### [Fragmento elegido]
Bus 657: El escape del siglo

Crítica de Roger Koza - Con los ojos abiertos

Otra película incomprensible con Robert De Niro, otro título que pasa por una sala bajo la égida de este actor que convence misteriosamente a multitudes.

Los distribuidores desconocían el recato y lanzaron la hipérbole como si la película fuera la última maravilla del género. Bajo las reglas del marketing, están en su derecho. Así, inescrupulosamente, bautizaron a una película mediocre (cuyo título original, Heist, es al menos preciso como descripción del relato, tan solo un robo a mano armada) e instauraron la promesa de una fuga digna de reclamar una época para sí.

El atraco en cuestión tiene lugar a los 25 minutos; sin duda se trata de un guión expeditivo, llevado adelante con la inventiva visual y el concepto sonoro que puede esperarse de un aficionado. Las cuatro panorámicas iniciales sobre la ciudad de Mobile, Alabama, una de ellas un plano cenital sobre el bus protagónico seguido inmediatamente por un plano medio en el que se ve a una mujer embarazada esperando el transporte, constituye la forma elegida para entrar en este universo de ficción. El apresuramiento narrativo es un indicio de torpeza; introducir al público en un filme es un arte que ya pocos practican y en el que casi nadie repara.

El primer tiro se oirá en segundos y, como es de esperarse, los ladrones protagónicos se subirán al vehículo. De ahí, para atrás. Es la hora del flashback para explicar quiénes son los asaltantes y cuáles sus razones, y a quién y a qué institución se ha perjudicado. Todos los personajes son temerariamente estereotipos: el mafioso y su mano derecha, la policía buena, el policía corrupto, los ladrones; ni los rehenes del transporte público se salvan. La trama, además, incluye un costado sentimental, lo que obliga a sumar otro personaje piadosamente caricaturesco: una niña que padece cáncer. Digámoslo así: si un cineasta no se distancia del estereotipo, su filme no será otra cosa que una intercambiable calcomanía en movimiento.

Es de suponer que el interés de este filme pase por la presencia de un actor inmerecidamente venerado: Robert De Niro. Nuestro reconocimiento frente a sus papeles de antaño es indudable, pero de los 107 que tiene en su haber habremos de encontrar una gran mayoría muy parecidos a Pope, el violento dueño del casino que esgrime orgullosamente sus principios: frente a los negocios, cualquier atisbo sentimental debe quedar afuera. En efecto, Pope es un hombre de “principios”, y a juzgar por la carrera del talentoso actor, los principios que el personaje racionaliza parecen ser involuntariamente los del intérprete.

El tercer filme de Scott Mann pasará a esa fosa común imaginaria en la que descansan las películas hechas sin convicciones. De ella solamente puede sobrevivir una intuición: Jeffrey Dean Morgan, el padre de la niña moribunda y el buen ladrón, está para hacer, alguna vez, una gran película. Como progenitor, no solamente soporta las humillaciones de un sistema médico siniestro que pone en riesgo la vida de su hija, sino que también aligera con aplomo un bodrio mecánico.

### [Qué hacer]
Según la crítica de Bus 657, ¿en qué minuto de la película tiene lugar el atraco? Las filas no hacen falta para nada de esto.

### [Filas de datos]
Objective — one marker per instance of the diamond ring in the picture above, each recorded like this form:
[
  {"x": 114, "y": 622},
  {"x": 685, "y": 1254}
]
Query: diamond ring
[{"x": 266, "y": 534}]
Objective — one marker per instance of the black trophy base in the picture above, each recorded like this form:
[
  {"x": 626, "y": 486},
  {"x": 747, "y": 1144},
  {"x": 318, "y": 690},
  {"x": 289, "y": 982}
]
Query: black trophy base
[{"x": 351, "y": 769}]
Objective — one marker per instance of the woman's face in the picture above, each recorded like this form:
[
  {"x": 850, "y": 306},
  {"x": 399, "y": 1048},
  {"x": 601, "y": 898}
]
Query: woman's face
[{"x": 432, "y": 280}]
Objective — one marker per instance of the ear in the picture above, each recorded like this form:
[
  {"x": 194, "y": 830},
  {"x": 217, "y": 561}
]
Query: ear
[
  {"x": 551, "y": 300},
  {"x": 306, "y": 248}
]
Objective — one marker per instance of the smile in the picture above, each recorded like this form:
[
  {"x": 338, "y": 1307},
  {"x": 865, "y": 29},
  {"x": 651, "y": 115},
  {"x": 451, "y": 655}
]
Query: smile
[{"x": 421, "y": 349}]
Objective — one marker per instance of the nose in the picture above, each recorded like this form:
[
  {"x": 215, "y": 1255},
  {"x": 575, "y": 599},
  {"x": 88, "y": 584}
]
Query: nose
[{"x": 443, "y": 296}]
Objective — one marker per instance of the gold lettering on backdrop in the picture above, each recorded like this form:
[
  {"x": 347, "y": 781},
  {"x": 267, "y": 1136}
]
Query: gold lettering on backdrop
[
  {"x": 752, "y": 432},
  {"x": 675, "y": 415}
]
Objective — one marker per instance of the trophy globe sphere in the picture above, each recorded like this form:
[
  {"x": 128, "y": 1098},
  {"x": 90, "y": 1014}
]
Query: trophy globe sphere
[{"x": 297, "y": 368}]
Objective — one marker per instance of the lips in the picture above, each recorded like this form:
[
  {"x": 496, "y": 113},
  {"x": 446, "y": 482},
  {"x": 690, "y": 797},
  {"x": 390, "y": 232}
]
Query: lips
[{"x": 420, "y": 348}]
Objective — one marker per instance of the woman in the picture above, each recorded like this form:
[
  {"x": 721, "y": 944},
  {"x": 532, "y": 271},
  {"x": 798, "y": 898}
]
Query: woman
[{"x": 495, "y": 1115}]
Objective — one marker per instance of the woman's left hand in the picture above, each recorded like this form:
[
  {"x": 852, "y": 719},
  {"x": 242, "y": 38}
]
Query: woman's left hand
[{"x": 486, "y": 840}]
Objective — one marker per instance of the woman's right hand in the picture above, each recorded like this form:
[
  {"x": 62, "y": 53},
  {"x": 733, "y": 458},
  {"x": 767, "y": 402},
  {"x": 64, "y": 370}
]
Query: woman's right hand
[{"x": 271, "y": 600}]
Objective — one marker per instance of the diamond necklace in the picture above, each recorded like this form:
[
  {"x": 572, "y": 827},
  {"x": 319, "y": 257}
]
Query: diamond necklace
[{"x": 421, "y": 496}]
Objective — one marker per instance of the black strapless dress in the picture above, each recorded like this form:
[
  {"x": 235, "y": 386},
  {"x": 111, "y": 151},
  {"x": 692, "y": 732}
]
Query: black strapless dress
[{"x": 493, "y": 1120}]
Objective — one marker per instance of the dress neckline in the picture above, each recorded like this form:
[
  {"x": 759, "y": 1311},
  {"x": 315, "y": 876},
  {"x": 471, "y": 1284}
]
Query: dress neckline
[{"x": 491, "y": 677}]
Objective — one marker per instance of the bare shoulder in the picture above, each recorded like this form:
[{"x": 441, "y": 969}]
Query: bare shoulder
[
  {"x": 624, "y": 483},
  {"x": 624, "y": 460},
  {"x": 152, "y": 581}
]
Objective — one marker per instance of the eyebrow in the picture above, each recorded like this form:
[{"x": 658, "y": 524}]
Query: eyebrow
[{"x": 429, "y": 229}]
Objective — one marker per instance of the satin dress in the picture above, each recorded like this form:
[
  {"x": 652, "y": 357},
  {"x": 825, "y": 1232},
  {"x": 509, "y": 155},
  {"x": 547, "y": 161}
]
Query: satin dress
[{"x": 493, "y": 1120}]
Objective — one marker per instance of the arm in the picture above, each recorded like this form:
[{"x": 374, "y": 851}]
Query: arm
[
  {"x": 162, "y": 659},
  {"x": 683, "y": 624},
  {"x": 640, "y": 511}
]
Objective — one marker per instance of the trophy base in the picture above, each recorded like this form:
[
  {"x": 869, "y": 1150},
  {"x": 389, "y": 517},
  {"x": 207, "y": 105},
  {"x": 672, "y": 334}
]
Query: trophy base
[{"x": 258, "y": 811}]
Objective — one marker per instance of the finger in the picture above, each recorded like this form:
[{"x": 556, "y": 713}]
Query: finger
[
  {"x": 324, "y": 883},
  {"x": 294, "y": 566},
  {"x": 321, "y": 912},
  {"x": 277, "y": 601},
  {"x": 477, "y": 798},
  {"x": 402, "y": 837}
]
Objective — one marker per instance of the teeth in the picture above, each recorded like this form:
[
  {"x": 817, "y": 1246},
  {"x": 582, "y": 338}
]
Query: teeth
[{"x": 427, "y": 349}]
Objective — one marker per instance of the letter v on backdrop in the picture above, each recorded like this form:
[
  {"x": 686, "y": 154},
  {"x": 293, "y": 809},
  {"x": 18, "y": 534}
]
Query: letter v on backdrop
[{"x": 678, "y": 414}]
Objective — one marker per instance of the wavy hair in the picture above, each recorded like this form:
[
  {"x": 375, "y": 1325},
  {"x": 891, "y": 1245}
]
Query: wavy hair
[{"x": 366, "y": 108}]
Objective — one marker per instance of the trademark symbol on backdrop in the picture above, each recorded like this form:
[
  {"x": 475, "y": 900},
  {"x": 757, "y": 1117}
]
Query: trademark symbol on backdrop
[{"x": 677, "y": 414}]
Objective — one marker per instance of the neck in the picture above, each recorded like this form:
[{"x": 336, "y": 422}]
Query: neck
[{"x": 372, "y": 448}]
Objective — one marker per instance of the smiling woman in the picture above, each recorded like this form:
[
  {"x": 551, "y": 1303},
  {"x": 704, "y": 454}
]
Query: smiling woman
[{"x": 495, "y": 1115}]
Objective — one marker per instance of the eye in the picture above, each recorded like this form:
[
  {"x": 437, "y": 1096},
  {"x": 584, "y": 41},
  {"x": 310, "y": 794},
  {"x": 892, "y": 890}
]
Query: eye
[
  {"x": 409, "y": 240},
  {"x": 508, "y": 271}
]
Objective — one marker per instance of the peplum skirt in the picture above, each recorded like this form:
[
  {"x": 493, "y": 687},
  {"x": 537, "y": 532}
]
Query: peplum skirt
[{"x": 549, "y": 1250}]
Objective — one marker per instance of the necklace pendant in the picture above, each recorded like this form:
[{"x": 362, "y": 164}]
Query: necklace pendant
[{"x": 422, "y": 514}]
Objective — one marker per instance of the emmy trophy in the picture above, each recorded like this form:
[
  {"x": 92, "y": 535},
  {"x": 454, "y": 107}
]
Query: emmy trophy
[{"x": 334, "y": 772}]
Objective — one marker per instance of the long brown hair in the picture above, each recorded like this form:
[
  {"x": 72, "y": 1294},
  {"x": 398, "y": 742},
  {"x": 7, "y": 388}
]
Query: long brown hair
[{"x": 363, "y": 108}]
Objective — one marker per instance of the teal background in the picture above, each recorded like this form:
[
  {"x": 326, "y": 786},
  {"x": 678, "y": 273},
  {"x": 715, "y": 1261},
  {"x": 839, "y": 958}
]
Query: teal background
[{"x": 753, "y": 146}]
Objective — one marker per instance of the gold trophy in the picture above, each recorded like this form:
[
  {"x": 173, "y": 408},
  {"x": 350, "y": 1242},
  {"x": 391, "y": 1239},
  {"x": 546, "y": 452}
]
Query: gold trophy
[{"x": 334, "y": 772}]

### [Respuesta]
A los 25 minutos.